§ **REGISTROS GUARDADOS**:

==*==

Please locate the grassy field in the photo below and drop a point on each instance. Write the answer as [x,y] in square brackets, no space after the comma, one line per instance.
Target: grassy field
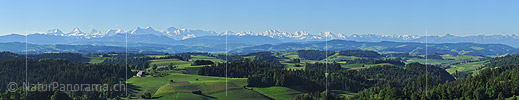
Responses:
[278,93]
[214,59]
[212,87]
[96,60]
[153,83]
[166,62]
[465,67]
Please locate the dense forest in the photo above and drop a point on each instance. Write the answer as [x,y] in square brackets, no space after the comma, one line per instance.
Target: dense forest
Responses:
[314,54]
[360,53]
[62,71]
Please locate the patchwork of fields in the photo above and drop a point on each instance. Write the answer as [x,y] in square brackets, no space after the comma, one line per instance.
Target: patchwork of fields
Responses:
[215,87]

==*==

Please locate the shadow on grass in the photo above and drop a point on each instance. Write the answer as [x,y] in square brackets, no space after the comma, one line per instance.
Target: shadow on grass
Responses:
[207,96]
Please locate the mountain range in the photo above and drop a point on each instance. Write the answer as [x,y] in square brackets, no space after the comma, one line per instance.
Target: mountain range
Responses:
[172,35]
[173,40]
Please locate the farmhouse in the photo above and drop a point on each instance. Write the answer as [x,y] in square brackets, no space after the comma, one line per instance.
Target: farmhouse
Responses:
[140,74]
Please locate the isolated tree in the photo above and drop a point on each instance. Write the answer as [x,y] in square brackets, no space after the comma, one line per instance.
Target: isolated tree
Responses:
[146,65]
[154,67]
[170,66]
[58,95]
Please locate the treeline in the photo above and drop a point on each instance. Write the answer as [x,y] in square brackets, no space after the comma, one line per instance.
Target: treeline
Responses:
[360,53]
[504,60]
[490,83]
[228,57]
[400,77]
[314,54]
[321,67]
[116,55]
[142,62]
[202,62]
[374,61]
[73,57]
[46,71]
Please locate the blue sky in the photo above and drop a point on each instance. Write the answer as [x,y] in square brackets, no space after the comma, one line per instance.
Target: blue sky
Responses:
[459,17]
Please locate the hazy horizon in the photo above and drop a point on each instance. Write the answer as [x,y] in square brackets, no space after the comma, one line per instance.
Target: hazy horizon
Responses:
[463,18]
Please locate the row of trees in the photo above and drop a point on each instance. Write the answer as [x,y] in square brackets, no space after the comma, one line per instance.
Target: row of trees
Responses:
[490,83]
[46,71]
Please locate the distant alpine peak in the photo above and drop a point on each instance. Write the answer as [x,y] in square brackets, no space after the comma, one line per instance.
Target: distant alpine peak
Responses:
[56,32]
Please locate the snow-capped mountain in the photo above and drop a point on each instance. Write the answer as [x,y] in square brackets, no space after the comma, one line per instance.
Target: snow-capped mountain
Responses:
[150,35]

==*==

§ **DETALHES DO PROBLEMA**:
Extraia dos registros cada linha que traga a palavra "forest". Letras maiúsculas e minúsculas fazem diferença.

§ **A RESPOSTA**:
Please locate the dense forest in the photo above and drop a point on each instance. Write the answer as [x,y] in square brackets, no space after the comma, one line per instance.
Target: dense forest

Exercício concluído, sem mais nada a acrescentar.